_Exercise A_:
According to the walking football article, how many players attended the first Walking Football Taster Session at Bowthorpe?
_Exercise B_:
Update the walking football article from "As part of our" up to and including "of the game.", swapping "rapidly growing" for "fast-growing".
_Exercise C_:
Continue the walking football article from where it stops.

_Supplied passage_:
┌──
As part of our walking football week, we want to shed light on some of the positive stories that have come about as a result of participating in Walking Football and to encourage more people to get involved with this rapidly growing format of the game.
We spoke to Norwich Soca Seniors Secretary, Chris Rackham, who has been involved with the group from the very beginning and asked him:
How did the Norwich Soca Seniors group begin and then grow into the success that it is today?
“Early in 2015, The Football Development Centre (FDC) in Norwich initiated a Walking Football Taster Session at its Bowthorpe facility. About seven or eight players turned up but all were instantly hooked by the concept of playing football again after long periods of absence. The numbers quickly grew until there were enough bodies to begin regular weekly 5-a side matches. At about the same time the UEA Sportspark had begun offering walking football sessions under its ‘Fitness in Later Life’ initiative. It was not long before participants at the UEA began to attend the FDC sessions and vice versa. Numbers at both venues grew steadily during 2015 and it quickly became obvious to players that the game offered, not only an enjoyable way of keeping fit, but provided a gateway to form new friendships and revive the camaraderie experienced through participation in team sports like football.
└──
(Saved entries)
┌──
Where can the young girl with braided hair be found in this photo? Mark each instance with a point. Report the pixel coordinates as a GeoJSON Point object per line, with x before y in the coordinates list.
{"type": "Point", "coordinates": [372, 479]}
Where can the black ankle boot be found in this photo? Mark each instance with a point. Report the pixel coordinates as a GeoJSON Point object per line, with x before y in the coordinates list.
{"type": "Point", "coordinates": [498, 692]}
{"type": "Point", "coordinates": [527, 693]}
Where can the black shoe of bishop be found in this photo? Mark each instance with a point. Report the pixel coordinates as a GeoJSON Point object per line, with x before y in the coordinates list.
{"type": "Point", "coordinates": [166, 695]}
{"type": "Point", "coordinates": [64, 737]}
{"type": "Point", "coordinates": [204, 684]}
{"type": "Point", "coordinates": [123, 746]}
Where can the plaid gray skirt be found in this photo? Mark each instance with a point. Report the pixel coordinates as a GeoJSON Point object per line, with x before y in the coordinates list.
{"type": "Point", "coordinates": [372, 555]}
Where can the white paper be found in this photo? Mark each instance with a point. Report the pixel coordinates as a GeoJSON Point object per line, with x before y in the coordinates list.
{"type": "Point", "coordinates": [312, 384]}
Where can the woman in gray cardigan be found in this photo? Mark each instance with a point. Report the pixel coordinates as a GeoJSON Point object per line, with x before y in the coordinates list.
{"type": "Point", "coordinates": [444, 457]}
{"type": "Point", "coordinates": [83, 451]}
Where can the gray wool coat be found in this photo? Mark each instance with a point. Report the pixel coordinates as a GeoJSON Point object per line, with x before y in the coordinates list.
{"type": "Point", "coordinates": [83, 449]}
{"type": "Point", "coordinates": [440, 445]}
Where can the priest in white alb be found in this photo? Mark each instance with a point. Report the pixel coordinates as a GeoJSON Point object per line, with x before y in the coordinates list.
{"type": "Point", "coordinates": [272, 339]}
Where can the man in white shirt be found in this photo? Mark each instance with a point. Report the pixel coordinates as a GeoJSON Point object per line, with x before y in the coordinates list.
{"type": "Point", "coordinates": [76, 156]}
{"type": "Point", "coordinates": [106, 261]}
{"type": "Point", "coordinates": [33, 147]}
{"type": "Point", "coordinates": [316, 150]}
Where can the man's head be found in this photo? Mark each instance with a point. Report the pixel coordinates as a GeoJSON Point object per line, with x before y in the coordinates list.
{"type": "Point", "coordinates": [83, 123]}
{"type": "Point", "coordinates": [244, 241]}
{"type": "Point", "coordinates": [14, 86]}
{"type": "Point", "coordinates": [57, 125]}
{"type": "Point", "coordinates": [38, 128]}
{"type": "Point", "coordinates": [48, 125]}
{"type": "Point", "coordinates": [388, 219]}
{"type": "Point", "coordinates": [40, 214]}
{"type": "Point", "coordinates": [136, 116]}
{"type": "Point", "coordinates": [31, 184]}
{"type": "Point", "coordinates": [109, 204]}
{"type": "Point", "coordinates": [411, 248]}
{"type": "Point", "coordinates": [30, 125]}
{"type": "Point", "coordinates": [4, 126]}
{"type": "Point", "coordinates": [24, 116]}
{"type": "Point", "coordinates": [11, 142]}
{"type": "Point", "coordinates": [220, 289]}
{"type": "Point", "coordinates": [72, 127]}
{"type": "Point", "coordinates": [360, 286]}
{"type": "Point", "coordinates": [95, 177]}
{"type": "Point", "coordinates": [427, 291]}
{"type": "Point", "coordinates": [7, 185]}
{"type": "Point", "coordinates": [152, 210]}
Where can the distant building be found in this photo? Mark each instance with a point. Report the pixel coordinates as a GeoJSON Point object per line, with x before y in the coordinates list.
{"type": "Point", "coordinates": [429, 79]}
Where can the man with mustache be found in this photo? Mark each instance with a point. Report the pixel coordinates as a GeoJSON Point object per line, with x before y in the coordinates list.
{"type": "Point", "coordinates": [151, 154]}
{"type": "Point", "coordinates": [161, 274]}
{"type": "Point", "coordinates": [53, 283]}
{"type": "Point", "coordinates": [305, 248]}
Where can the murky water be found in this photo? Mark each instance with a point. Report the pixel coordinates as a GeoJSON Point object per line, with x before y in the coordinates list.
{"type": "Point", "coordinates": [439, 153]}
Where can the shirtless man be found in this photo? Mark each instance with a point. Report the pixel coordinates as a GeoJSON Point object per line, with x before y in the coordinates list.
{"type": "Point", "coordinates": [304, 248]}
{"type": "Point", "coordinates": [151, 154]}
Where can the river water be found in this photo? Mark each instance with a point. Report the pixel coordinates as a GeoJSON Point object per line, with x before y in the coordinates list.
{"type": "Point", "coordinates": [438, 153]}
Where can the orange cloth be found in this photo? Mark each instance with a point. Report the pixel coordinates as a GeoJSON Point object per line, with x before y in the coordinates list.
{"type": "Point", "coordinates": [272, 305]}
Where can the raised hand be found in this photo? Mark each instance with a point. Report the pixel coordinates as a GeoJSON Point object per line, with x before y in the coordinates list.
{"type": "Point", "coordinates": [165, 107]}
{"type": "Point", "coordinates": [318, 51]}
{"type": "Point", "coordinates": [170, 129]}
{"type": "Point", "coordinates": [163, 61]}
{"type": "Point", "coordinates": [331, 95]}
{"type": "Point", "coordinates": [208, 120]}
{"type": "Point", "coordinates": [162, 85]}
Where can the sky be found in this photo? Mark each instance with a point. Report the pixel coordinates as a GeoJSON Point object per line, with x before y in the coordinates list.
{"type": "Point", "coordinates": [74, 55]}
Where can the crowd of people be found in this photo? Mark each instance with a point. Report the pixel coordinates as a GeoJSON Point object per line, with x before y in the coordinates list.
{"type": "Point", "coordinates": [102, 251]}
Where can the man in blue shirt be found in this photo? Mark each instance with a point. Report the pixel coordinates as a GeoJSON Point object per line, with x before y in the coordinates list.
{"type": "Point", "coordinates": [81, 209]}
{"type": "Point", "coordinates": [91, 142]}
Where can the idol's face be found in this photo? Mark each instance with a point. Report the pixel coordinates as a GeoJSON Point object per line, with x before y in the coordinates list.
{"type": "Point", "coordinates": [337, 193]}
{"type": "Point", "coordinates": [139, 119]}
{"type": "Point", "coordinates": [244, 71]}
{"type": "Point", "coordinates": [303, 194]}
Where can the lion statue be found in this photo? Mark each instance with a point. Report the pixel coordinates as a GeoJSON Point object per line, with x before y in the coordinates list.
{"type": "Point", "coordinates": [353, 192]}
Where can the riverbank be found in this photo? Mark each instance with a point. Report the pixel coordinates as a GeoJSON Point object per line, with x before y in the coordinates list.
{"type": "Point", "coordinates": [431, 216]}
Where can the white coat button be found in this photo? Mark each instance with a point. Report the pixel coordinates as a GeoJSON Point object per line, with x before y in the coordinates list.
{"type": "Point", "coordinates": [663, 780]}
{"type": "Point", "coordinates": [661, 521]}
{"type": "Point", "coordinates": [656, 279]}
└──
_Answer area A_:
About seven or eight.

_Answer area B_:
As part of our walking football week, we want to shed light on some of the positive stories that have come about as a result of participating in Walking Football and to encourage more people to get involved with this fast-growing format of the game.

_Answer area C_:
"Late in 2015 the players at both venues got together to form their own club - Norwich Soca Seniors - a name loosely based on the South American team BOCA Juniors. A preference for playing at the FDC soon became apparent and that is where the club is now based. A strong relationship between the club and the FDC was forged. By 2016 numbers had risen to 40 plus players.
"The growth in popularity of walking football experienced by the Norwich club was mirrored nationally and it was not long before the club was participating in local and international tournaments. It played its first international tournament in 2016, and it participated in further tournaments in Italy 2017, Spain and France in 2018. It will be returning to Spain in May of this year. The club’s over 65s team has been crowned European Masters Champions for the last two years and its trophy cabinet at the FDC bears witness to its teams’ UK successes. Last year the club reached the finals of the National Walking Football Tournament in Gloucestershire.”
What is the current outlook for Norwich Soca Seniors?
“Today the club has 90 members making it one of the largest walking football clubs in the UK. It now offers three daytime walking football sessions per week at the FDC and is contemplating starting an evening session for those for whom daytime games are not possible.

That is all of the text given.